- [Work to be completed]:
Take the line that contains "For the benchmark, point to the leaf" and every line after it in the material below, and quote them exactly.

(Coordinate labeling data)
- - - -
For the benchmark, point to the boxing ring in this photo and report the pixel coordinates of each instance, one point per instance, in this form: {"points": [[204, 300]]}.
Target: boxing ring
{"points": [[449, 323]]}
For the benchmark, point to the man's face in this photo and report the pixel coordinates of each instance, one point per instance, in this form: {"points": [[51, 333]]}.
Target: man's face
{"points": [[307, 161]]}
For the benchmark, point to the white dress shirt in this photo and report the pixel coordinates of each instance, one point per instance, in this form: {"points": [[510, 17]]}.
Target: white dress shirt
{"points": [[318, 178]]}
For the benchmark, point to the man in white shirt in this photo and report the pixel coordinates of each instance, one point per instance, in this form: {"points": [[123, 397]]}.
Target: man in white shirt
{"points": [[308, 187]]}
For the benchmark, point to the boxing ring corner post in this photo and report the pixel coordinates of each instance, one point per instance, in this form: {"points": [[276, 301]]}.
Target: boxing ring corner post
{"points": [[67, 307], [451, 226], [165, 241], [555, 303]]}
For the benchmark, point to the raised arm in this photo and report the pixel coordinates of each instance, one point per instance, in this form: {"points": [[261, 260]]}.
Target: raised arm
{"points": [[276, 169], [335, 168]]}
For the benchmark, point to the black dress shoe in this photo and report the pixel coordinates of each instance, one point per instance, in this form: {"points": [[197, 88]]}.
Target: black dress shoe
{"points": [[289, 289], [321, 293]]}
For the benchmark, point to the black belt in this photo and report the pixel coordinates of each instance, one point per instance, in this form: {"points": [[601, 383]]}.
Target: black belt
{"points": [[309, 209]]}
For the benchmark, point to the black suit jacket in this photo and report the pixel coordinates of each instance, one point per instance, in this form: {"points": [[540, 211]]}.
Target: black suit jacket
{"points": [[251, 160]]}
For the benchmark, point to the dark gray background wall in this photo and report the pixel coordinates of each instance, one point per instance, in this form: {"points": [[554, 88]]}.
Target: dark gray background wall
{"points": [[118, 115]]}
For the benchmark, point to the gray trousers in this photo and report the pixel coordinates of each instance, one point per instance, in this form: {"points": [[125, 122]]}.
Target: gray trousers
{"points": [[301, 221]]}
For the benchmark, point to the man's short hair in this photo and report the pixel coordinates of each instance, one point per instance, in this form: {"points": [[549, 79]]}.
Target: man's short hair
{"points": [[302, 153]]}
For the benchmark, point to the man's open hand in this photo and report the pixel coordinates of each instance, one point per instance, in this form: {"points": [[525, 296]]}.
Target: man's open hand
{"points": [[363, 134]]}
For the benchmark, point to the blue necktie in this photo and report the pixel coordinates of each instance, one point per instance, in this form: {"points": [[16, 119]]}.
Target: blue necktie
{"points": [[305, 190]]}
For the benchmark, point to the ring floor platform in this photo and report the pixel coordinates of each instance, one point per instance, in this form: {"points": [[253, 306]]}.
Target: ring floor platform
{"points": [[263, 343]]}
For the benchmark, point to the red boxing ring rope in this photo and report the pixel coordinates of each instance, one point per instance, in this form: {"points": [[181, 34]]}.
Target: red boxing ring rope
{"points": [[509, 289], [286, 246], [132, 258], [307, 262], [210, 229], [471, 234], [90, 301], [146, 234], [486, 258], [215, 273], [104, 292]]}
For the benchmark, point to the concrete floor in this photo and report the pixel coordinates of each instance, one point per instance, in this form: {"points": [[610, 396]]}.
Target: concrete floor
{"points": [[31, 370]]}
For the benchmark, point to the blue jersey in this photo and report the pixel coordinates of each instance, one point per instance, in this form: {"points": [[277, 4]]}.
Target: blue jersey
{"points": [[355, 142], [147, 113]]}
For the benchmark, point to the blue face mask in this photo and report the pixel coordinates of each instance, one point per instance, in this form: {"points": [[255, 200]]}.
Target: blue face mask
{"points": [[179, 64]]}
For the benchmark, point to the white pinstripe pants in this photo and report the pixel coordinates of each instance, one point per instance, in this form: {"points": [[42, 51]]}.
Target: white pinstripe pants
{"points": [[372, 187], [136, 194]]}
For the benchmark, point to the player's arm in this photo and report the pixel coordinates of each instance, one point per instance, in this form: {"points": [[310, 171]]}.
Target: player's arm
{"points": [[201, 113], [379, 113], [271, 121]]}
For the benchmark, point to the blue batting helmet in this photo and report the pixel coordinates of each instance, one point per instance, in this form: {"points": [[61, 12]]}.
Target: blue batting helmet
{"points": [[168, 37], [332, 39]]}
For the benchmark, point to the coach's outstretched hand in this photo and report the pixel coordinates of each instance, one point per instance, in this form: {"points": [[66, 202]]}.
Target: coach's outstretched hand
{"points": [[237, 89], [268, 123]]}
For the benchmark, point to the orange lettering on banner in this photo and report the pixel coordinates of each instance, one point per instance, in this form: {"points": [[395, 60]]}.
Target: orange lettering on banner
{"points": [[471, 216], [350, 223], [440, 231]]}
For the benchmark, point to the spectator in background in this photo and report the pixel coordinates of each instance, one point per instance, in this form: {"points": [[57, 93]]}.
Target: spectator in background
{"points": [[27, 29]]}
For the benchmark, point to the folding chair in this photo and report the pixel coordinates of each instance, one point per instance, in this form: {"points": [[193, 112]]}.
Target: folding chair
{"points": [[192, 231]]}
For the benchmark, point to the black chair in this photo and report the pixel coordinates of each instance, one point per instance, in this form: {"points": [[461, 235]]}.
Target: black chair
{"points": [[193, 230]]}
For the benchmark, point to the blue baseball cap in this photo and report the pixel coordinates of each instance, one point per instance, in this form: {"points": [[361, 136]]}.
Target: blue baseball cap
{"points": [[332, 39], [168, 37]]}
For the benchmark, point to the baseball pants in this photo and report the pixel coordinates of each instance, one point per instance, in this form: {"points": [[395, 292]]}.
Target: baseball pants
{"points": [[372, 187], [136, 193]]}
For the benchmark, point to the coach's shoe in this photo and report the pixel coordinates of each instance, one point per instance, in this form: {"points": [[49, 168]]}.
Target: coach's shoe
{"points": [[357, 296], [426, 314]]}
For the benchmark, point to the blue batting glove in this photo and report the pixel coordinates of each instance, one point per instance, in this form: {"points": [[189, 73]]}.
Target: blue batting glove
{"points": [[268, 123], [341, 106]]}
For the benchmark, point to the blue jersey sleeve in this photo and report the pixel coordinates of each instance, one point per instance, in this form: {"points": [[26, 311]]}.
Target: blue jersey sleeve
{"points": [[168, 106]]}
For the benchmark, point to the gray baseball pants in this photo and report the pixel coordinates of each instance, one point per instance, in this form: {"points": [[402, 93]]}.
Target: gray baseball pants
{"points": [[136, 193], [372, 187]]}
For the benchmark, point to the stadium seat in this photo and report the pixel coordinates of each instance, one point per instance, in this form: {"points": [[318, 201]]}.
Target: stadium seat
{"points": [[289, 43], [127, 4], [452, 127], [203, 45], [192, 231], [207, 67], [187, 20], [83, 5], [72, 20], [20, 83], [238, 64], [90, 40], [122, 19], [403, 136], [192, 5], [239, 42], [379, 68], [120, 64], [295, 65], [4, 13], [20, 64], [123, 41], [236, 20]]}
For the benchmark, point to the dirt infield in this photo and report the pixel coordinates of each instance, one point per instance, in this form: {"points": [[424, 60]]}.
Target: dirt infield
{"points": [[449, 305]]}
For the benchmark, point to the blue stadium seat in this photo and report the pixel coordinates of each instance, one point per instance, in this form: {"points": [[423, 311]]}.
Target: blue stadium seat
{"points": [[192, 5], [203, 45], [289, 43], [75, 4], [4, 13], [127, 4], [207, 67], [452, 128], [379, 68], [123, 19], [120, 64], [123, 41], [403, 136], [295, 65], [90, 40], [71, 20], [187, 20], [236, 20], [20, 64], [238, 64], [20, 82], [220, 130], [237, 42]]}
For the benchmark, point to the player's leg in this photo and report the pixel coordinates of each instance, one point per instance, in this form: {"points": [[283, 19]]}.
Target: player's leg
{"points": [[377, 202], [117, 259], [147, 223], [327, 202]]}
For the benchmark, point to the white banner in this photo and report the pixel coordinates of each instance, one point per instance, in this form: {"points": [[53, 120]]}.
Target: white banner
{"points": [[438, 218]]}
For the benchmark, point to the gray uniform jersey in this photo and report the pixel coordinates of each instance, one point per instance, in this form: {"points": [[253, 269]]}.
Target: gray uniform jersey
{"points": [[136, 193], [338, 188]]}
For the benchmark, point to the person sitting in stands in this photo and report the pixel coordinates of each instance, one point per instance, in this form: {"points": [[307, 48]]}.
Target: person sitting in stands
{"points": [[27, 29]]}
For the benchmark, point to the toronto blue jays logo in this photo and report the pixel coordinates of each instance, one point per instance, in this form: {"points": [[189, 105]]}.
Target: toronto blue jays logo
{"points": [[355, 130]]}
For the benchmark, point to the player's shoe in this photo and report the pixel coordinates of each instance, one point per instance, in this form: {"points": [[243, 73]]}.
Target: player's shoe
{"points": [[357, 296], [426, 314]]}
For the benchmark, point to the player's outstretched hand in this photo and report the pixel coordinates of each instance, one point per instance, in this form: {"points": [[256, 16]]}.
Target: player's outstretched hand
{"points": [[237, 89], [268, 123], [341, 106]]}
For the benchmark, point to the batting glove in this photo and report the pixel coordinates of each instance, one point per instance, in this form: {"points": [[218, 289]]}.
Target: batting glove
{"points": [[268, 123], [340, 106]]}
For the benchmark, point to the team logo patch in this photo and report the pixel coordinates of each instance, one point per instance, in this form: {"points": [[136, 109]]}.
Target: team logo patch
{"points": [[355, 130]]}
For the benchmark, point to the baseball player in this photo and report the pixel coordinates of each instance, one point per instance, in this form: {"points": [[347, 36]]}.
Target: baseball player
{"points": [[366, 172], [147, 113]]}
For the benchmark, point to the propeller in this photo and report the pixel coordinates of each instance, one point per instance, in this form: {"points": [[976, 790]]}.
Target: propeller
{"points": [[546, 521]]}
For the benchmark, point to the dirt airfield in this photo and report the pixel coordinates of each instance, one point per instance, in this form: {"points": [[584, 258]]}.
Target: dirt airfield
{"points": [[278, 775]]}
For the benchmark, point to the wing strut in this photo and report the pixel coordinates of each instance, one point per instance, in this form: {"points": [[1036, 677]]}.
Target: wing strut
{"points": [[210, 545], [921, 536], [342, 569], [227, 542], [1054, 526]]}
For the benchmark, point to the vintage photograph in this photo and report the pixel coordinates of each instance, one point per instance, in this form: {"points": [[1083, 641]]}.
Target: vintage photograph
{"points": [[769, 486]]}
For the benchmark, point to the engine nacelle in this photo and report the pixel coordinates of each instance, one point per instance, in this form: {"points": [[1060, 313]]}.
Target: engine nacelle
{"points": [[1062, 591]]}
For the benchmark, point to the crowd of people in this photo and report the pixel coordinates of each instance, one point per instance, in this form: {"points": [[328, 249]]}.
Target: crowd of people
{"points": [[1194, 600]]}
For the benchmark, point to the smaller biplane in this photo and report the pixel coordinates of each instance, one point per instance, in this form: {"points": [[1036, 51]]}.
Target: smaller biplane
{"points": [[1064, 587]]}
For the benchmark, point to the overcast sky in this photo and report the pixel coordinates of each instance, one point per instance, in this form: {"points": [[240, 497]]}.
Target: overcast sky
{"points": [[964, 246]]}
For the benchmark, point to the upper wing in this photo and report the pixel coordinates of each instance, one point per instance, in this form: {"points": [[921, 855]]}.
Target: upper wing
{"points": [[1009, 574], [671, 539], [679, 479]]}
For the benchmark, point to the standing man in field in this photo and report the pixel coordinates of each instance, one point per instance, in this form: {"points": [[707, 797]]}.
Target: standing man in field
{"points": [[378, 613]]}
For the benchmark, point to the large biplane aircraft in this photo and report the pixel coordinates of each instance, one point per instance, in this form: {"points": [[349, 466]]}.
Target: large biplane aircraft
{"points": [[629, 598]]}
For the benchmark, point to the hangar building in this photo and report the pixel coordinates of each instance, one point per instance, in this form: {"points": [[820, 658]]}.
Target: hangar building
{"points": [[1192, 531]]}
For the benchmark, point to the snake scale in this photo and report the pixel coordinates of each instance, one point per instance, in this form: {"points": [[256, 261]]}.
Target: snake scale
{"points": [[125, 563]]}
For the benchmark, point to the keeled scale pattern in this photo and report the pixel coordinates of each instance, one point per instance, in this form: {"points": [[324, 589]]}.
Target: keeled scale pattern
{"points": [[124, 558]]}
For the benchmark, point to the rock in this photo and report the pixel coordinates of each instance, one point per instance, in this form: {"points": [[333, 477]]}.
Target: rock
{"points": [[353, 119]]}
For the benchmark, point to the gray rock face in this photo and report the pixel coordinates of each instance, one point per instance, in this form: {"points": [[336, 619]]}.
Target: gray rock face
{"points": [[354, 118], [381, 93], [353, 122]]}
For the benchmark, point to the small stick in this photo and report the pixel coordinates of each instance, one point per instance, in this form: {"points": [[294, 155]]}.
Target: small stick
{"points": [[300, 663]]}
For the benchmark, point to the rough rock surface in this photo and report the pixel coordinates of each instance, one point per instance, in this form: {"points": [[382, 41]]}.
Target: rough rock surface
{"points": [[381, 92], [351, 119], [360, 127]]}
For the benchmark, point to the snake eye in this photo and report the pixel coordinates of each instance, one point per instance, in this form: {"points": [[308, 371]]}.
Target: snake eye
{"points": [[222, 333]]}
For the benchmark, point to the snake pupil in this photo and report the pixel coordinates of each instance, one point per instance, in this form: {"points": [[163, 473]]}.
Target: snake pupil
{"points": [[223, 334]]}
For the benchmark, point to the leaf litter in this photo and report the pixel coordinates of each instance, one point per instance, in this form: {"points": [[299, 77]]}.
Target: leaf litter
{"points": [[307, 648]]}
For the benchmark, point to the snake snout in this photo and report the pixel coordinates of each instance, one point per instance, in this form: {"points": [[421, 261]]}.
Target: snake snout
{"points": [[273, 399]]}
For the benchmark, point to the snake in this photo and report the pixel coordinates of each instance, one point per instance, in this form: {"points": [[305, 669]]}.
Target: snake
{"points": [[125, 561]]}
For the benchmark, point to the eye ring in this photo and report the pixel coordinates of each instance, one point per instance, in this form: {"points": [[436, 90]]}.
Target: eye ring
- - - -
- [Task answer]:
For the benchmark, point to the leaf litter in this photo and report the pixel coordinates of each instance, one point per instance, in this form: {"points": [[299, 77]]}.
Target: leaf litter
{"points": [[307, 648]]}
For the benchmark, point to the snake snout in this photo and report the pixel coordinates of each instance, one point per instance, in this form: {"points": [[421, 261]]}.
Target: snake snout
{"points": [[273, 399]]}
For the benchmark, point to the snake in this photo and report the pixel coordinates of each instance, one point per instance, in this form: {"points": [[305, 669]]}.
Target: snake
{"points": [[125, 561]]}
For the benchmark, point to the eye ring in this photo and report the pixel coordinates of each instance, one point per instance, in this form: {"points": [[436, 90]]}.
Target: eye ring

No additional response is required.